# [SELECTED EXCERPT]
####

QUESTION 8: Why do we have to pick between just two answers, (A) or (B)?
On 117 of the 126 questions on Form G of the MBTI, one does have to choose between just (A) or (B). For eight of the questions there is also a (C) choice, and for one question there is also a (D) alternative. While some types predictably find the A-B choices irritating, such a format merely reflects the dichotomous nature of Jung's theory. While all of us "E &I," "S &N," "T &F," and "J &P," we only do one at a time. In other words, before I begin to extravert, I have to stop introverting. Consequently, at any given time I can only do one or the other. Since each question on the indicator deals with only one function or attitude pair, while I may (A) and (B) at different times, I can only do one at a time; hence, I have to choose. A mathematical correlation of the sum total of the times you pick (A) or (B) will show your preferences.

####

# [EXTRACTED INFORMATION]
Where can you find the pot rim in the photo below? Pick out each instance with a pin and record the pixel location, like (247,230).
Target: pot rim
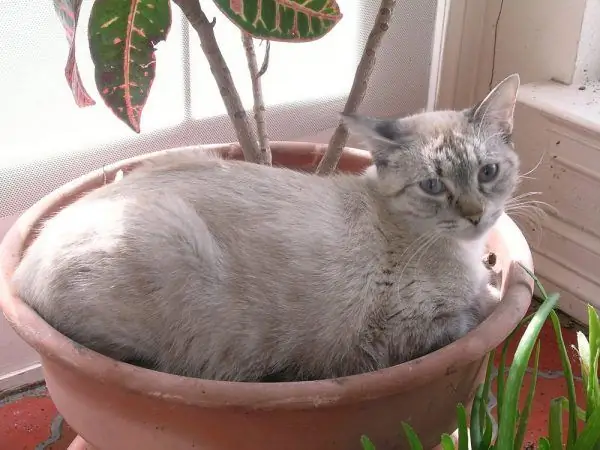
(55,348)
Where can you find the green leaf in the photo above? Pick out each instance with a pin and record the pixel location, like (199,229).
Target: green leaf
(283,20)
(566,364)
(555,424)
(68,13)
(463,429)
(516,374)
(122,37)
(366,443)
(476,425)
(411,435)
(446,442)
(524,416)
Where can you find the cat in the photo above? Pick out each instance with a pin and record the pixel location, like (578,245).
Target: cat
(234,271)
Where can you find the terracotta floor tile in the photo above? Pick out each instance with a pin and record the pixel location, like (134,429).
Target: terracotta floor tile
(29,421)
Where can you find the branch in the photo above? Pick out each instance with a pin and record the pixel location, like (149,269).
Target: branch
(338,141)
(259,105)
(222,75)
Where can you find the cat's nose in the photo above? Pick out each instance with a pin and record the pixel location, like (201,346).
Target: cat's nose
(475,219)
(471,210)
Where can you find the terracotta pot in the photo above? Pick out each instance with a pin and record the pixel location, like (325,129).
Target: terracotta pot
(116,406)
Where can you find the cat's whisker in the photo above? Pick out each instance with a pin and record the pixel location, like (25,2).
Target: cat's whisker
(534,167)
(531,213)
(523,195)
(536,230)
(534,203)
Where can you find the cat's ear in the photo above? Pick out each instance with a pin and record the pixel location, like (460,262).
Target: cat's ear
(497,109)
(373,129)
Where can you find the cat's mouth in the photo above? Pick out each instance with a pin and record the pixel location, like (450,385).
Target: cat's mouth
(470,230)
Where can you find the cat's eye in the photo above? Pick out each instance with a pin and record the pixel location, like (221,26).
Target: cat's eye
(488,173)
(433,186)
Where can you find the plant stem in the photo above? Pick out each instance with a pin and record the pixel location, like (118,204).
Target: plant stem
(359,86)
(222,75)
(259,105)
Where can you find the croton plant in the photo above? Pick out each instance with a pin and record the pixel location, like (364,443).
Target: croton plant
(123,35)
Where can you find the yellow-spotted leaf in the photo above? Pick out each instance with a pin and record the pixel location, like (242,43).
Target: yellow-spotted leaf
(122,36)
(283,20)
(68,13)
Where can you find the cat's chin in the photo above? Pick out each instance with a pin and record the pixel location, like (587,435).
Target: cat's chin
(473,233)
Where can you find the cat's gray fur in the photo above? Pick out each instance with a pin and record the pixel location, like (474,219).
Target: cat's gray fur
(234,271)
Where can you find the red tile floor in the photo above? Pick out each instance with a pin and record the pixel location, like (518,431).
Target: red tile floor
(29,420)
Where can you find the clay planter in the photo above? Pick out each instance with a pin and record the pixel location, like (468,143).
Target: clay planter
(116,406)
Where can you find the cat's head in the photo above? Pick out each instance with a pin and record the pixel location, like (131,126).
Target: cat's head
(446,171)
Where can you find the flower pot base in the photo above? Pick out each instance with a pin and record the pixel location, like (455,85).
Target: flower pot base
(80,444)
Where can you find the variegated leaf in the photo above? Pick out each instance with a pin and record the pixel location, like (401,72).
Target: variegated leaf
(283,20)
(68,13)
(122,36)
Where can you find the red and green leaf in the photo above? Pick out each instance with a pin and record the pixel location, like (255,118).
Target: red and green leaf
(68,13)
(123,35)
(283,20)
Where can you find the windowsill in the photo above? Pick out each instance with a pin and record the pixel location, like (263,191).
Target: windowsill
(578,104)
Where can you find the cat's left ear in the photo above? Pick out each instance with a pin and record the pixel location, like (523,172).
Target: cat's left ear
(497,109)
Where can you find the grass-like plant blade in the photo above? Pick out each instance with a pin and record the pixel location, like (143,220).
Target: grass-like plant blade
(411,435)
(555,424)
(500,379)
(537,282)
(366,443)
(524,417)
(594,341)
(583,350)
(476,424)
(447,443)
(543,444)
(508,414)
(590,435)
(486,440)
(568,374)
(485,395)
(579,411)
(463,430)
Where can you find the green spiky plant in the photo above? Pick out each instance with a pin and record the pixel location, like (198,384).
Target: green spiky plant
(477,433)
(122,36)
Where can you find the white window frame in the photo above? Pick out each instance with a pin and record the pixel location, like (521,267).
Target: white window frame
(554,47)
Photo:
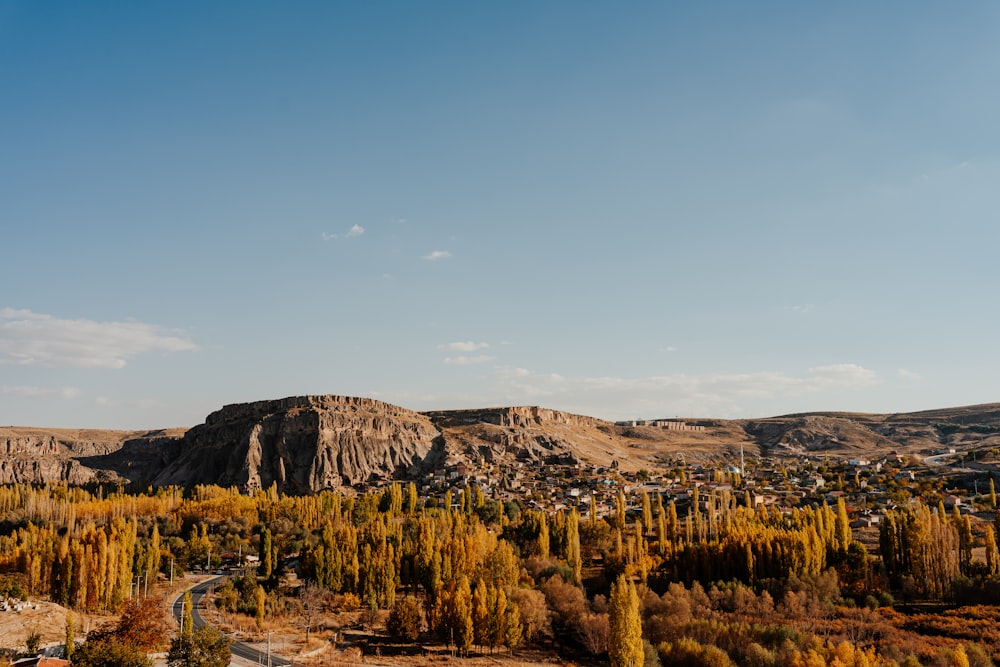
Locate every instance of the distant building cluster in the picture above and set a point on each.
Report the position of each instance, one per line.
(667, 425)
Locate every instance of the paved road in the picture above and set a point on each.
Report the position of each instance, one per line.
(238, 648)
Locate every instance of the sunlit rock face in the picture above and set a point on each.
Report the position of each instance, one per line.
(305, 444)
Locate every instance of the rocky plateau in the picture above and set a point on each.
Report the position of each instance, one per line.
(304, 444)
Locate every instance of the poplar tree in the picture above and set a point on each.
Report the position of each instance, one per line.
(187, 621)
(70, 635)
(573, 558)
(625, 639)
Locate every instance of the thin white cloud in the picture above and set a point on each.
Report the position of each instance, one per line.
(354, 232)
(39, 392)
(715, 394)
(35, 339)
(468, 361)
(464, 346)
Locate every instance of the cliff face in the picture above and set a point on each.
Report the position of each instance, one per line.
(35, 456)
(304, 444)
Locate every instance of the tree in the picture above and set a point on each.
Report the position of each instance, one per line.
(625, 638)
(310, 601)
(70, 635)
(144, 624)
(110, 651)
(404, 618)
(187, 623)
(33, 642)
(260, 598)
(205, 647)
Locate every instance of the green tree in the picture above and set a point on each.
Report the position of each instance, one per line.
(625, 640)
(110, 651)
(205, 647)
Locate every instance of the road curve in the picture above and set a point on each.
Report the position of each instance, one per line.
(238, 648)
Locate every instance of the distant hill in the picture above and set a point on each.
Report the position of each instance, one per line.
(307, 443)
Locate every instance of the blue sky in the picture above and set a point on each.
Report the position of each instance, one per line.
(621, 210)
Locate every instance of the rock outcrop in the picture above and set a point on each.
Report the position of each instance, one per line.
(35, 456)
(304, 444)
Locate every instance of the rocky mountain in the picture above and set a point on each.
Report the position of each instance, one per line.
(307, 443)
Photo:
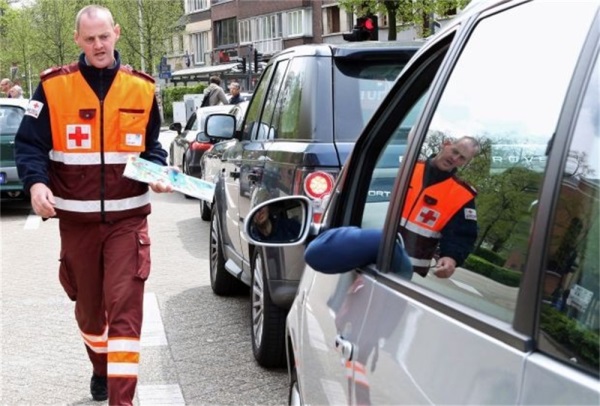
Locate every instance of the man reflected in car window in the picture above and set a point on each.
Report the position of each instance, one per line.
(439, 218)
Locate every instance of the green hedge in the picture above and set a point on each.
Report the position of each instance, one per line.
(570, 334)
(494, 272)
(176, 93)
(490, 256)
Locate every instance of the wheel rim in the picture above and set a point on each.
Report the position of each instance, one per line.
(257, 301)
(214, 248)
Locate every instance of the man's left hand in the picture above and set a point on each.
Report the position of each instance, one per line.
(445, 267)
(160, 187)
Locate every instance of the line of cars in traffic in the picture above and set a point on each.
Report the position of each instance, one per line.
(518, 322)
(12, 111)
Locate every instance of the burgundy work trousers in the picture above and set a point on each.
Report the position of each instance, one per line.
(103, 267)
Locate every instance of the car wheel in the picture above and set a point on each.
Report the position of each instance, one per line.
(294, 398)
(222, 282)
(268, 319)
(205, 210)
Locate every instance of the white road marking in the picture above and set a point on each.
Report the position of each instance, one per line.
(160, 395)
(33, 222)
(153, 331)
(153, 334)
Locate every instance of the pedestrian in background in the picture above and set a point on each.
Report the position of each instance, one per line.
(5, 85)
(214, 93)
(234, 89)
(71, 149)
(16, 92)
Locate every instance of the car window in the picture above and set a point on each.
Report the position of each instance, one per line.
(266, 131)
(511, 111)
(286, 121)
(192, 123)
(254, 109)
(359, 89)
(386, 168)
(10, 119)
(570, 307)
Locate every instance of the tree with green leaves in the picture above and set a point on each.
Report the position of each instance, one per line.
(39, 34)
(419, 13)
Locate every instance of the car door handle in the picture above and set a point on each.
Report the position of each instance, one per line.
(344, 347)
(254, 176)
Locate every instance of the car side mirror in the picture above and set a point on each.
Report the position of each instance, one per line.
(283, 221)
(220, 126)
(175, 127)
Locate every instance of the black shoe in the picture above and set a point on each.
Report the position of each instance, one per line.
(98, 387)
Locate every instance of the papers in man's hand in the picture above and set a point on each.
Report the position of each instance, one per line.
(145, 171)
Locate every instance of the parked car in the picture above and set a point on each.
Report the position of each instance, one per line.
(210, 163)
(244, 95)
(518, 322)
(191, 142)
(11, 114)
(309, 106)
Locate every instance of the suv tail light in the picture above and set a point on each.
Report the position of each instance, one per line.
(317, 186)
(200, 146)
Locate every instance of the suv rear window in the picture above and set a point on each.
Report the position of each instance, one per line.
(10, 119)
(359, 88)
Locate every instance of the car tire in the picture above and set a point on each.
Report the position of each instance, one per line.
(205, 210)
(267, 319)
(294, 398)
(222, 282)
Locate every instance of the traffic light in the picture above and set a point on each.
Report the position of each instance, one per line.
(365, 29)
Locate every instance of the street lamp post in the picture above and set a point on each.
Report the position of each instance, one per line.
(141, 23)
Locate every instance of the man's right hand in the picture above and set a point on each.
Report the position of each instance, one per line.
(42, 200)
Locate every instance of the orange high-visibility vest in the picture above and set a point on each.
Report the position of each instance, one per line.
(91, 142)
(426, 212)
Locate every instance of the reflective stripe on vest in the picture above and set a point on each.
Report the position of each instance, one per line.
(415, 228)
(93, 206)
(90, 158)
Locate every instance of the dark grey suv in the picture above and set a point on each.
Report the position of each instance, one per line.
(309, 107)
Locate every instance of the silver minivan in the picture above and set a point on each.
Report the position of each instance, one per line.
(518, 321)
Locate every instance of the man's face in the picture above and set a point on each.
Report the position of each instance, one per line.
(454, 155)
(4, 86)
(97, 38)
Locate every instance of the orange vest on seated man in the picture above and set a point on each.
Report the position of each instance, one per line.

####

# [TASKS TO CARRY OUT]
1. Reproduce the MBTI passage between "On 117 of the" and "show your preferences.", inclusive.
2. Answer these questions using the MBTI passage:
(a) How many of the 126 questions on Form G include a (C) choice?
(b) Whose theory does the two-choice format reflect?
(c) What does a mathematical correlation of the total (A) and (B) picks show?
The records have no connection to the MBTI passage.

# [YOUR WRITTEN ANSWERS]
1.
On 117 of the 126 questions on Form G of the MBTI, one does have to choose between just (A) or (B). For eight of the questions there is also a (C) choice, and for one question there is also a (D) alternative. While some types predictably find the A-B choices irritating, such a format merely reflects the dichotomous nature of Jung's theory. While all of us "E &I," "S &N," "T &F," and "J &P," we only do one at a time. In other words, before I begin to extravert, I have to stop introverting. Consequently, at any given time I can only do one or the other. Since each question on the indicator deals with only one function or attitude pair, while I may (A) and (B) at different times, I can only do one at a time; hence, I have to choose. A mathematical correlation of the sum total of the times you pick (A) or (B) will show your preferences.

2.
(a) Eight.
(b) Jung's theory.
(c) Your preferences.